= What the task asks =
Make an exact copy of each entry, leaving out every picture.
>> BEGIN Given data
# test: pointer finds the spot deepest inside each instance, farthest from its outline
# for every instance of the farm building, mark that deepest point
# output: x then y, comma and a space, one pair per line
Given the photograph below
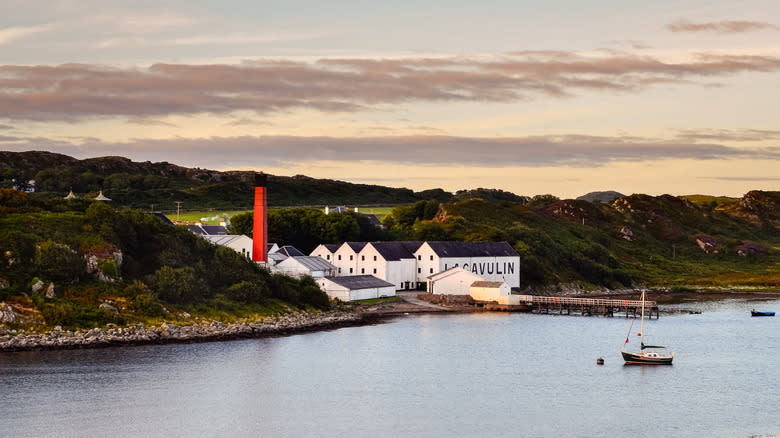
237, 242
300, 266
391, 261
493, 261
356, 287
453, 281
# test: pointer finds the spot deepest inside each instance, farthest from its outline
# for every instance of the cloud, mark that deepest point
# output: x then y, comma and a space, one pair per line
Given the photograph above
728, 26
70, 92
728, 135
10, 34
285, 151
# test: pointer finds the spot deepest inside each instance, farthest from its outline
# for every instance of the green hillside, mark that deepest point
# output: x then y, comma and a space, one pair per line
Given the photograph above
141, 185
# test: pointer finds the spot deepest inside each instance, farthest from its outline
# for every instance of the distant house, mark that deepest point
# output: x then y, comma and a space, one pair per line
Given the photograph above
208, 230
290, 251
356, 287
299, 266
239, 243
453, 281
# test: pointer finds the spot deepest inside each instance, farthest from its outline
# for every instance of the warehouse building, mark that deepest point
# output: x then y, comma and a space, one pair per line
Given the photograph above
356, 287
493, 261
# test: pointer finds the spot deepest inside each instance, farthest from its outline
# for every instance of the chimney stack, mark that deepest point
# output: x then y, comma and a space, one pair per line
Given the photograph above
260, 223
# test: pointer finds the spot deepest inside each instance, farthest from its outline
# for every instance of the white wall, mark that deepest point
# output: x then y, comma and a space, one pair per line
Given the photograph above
348, 260
457, 283
490, 293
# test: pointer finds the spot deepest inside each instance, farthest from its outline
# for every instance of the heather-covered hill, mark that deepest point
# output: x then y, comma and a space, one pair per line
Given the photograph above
141, 184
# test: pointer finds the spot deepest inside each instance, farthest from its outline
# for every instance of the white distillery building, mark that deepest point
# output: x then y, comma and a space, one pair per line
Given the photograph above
345, 257
493, 261
300, 266
393, 262
237, 242
325, 251
453, 281
356, 287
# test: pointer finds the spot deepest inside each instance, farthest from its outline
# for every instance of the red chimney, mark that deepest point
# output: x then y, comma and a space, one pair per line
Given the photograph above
260, 225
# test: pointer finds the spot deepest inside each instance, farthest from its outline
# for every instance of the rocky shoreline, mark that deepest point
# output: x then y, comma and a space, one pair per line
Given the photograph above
58, 339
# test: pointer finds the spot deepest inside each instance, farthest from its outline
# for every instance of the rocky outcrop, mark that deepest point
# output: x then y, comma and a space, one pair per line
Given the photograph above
12, 340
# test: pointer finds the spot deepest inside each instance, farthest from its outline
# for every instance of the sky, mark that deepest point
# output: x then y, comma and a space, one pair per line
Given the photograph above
560, 97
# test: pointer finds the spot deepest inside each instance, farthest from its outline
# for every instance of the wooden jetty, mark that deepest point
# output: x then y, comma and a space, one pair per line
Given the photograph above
582, 306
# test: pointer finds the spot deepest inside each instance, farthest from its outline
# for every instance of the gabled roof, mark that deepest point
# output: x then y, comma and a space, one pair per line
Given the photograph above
487, 283
355, 246
312, 263
359, 281
396, 250
331, 247
290, 251
473, 249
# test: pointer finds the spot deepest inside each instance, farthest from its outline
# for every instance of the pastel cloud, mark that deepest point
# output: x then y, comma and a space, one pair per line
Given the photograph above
71, 92
10, 34
726, 26
282, 151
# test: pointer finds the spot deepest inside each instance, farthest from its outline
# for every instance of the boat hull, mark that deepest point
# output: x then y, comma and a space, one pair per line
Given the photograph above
646, 358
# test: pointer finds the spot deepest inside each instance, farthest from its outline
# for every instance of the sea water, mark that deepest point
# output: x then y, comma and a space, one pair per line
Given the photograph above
485, 374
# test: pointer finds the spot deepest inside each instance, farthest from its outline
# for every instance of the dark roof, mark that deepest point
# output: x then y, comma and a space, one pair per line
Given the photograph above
359, 281
290, 251
473, 249
356, 246
396, 250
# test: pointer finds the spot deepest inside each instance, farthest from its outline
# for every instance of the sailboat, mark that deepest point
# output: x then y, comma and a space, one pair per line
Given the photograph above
648, 354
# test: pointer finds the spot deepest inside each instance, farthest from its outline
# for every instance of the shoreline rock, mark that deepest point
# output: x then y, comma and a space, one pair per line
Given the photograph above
166, 333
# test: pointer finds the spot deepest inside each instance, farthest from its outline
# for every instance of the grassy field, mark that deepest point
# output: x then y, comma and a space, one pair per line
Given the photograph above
212, 217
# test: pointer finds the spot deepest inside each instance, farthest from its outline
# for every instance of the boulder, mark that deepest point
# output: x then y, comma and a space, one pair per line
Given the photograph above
7, 313
50, 291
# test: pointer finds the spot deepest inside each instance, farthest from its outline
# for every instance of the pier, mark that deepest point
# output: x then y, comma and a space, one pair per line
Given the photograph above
581, 306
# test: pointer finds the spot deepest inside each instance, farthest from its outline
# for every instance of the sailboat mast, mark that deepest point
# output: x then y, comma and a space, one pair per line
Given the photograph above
642, 325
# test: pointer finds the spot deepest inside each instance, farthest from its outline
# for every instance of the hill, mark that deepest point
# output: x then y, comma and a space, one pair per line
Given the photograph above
142, 184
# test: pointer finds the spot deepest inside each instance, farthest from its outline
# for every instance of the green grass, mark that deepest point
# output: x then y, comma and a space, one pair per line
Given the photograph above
213, 216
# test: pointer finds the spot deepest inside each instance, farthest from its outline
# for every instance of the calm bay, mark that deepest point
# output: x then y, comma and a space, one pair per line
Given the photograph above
484, 374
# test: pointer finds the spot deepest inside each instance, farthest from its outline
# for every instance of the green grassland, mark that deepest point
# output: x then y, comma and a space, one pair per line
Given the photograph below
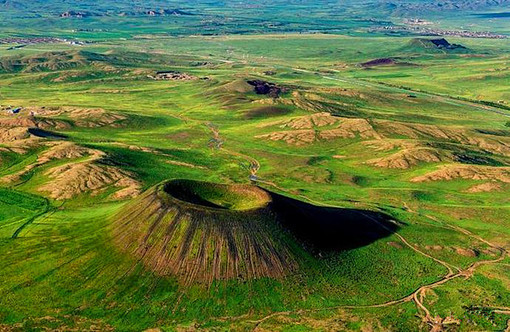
61, 268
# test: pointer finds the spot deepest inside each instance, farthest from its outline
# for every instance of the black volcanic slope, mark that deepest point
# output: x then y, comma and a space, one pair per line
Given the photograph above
200, 232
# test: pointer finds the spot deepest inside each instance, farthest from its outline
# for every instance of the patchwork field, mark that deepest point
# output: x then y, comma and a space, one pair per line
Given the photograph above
253, 182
>> END Given data
= Answer =
# test: pointer finds the spot deepest inside each instance, farthest from its outline
# for every instance of the farm building, mark that deepest point
# output: x then y, comma and a space, one pair per line
Given the photograph below
237, 242
300, 266
391, 261
493, 261
356, 287
453, 281
# test: pointer finds the spot deepest inside each instance, farthest from its outline
# for every instance of the cloud, mark that deepest point
# output: x then y, comma and a space, one pair per line
Given the photograph above
728, 26
70, 92
728, 135
10, 34
285, 151
# test: pointer finds the spot deepest inside each instance, farthest from its outline
# for every instance of the green hillside, mark that deepest point
# output: x then y, comma and a space, one pair per line
Given the photograph above
141, 185
# test: pointer finds the spot deepest inside each instance, farthest from its outline
# for every instance of the distant house, mark that deepest point
# output: x then y, comma and a space, one pair per line
Given the photograph above
208, 230
290, 251
356, 287
299, 266
239, 243
453, 281
# test: pointer finds the spot deepest inside each instance, farthest from its outline
# for every instance of the warehouse building, mark that deepest point
# output: x then y, comma and a space, one pair per line
Given the photograph above
356, 287
493, 261
# test: pointer finds the spot deepest inside each instance, farthest from its outline
# for every instance of the chimney stack, mark that deepest point
# output: x then y, comma and a space, one pair per line
Given the photograph above
260, 223
# test: pointer finds the spot deepest inside each instance, farthest from its outline
# for every instance of the white wall, mark that deepest point
# output: x then y, comma and a space, one pair per line
Given the photograph above
348, 260
457, 283
490, 293
# test: pointer finds the spot deepest inside each instance, farthest from its outline
# for every instance of the heather-covered hill, mark that deepest point
# output: x then y, comma and a space, one pair per line
Given the photograph above
141, 184
# test: pointer finds the spot deepest inside each instance, farthest from its outline
# for every instance of the white distillery building, mark that deepest point
# output: x then y, comma and a space, one pair per line
Given the photograph above
345, 257
493, 261
300, 266
393, 262
237, 242
325, 251
453, 281
356, 287
# test: pointer finds the spot deepest inside each instance, farthest from its outline
# for every instance of the red chimney, mark that deepest point
# output: x then y, comma and a space, one pair per line
Given the photograph above
260, 225
# test: pointer finds the spot deepest inside each instance, farthest from its outline
# for every instance of the rocky shoreline, mark that deepest point
# output: x then y, comma and a space, one pair per line
Given the photograph above
58, 339
# test: pointer finds the spot deepest inside each instance, farthest from its outline
# for every instance of the rocky outcrop, mark that deepest point
# output: x then y, comma and a space, one pair per line
Given the photograph above
12, 340
# test: pointer finds the spot deepest inside each instance, farthest from its outline
# for every instance of the sky, mark that deepest point
# output: x then y, comma and a space, one pair per line
Given the photograph above
560, 97
# test: pointer finds the spot deepest inside each instance, farthest from its outline
# for every instance of the wooden jetty, mark that deepest point
# output: x then y, comma and a space, one pair per line
Given the photograph above
582, 306
# test: pointer finds the spot deepest inside each instance, farthest from its outline
# for every instance of the gabled roof, mark that deepest point
# output: x then y, comma and a space, one pair per line
Given the photograph above
487, 283
355, 246
312, 263
359, 281
396, 250
331, 247
290, 251
473, 249
# test: pointer finds the spot deepest inside each instance, farthest from its outline
# for every instance of the pastel cloud, mark that deepest point
# output: x then y, comma and a space, one pair per line
Given the photograph above
71, 92
10, 34
726, 26
282, 151
# test: pointer finds the spot deepest inside each instance, farthest from its outline
# for every instance of the boat hull, mark that deepest point
# output: x then y, comma and a space, one pair per line
Given the photograph above
646, 358
# test: pointer finds the spot deepest inside each instance, farthest from its outline
# for every instance of the sea water, mark that deepest point
# output: x then y, comma and a space, one pair per line
Given the photograph above
485, 374
# test: pointer finds the spot deepest inside each instance, farthest from its outline
# for every instance of the dark roof, mark that deepest point
# output: x then y, comma and a space, one pair per line
Given the photograph above
359, 281
290, 251
473, 249
356, 246
396, 250
# test: pointer finds the spot deepest inside each instance, farthest from its outline
# for every instance of the sailboat, mark that deepest point
# output: x then y, comma and a space, one pair per line
Given the photograph above
648, 354
# test: pointer finds the spot deepest inside each instance, farthest from its outline
# for every instance of the shoreline rock, mark that deepest point
# output: x then y, comma and a space, one pair per line
Given the photograph above
166, 333
# test: pointer finds the spot deepest inside each instance, farthest from its outline
# for every instance of the grassy field, mark that deepest point
# output: x then y, comma and a space, one pair per line
Given the photograph above
212, 217
# test: pointer finds the spot deepest inside each instance, farthest from its outline
# for every instance of the boulder, mark that deepest point
# output: x then y, comma and a space, one pair per line
Given the photograph above
7, 313
50, 291
# test: pointer finds the spot deepest inside each instance, farthest from its outline
# for every instance of the pier, mark that deepest point
# output: x then y, comma and a space, one pair per line
Given the photograph above
581, 306
# test: pointer finds the spot deepest inside each instance, farthest from its outline
# for every instance of the sailboat mast, mark that deepest point
# output: x then y, comma and a space, one pair per line
Given the photograph above
642, 325
# test: pointer finds the spot deepest inside each instance, farthest from its outline
# for every instance of the hill, mark that deepest point
# output: x then y, comma and a space, one pair per line
Given the photograph above
142, 184
# test: pointer finds the spot deepest inside each instance, farthest from its outline
# for every instance of the green grass, mark that deepest point
# output: x then y, comma and a space, one pair per line
Given the photograph above
213, 216
# test: pointer finds the spot deepest inside each instance, farthest from its outline
# for every instance of the calm bay, mark that deepest point
# output: x then y, comma and a space, one pair per line
Given the photograph above
484, 374
# test: pointer finds the spot deepest inside each instance, farthest from its outline
# for every instance of the green grassland, mark that deepest point
# output: x then y, comma and a space, one pair per line
Given the photograph below
61, 268
# test: pointer finds the spot deepest inside each instance, farthest from its outline
# for every instance of the black volcanic slope, mark that deepest point
# output: x then y, comma and a space, one pair per line
Given the photograph above
200, 232
# test: pointer finds the spot deepest inside each instance, farthest from its outline
# for every instance of the patchwork field, mark that deepest point
# output: x then y, comma and a space, one pair per line
Given the photograph above
253, 182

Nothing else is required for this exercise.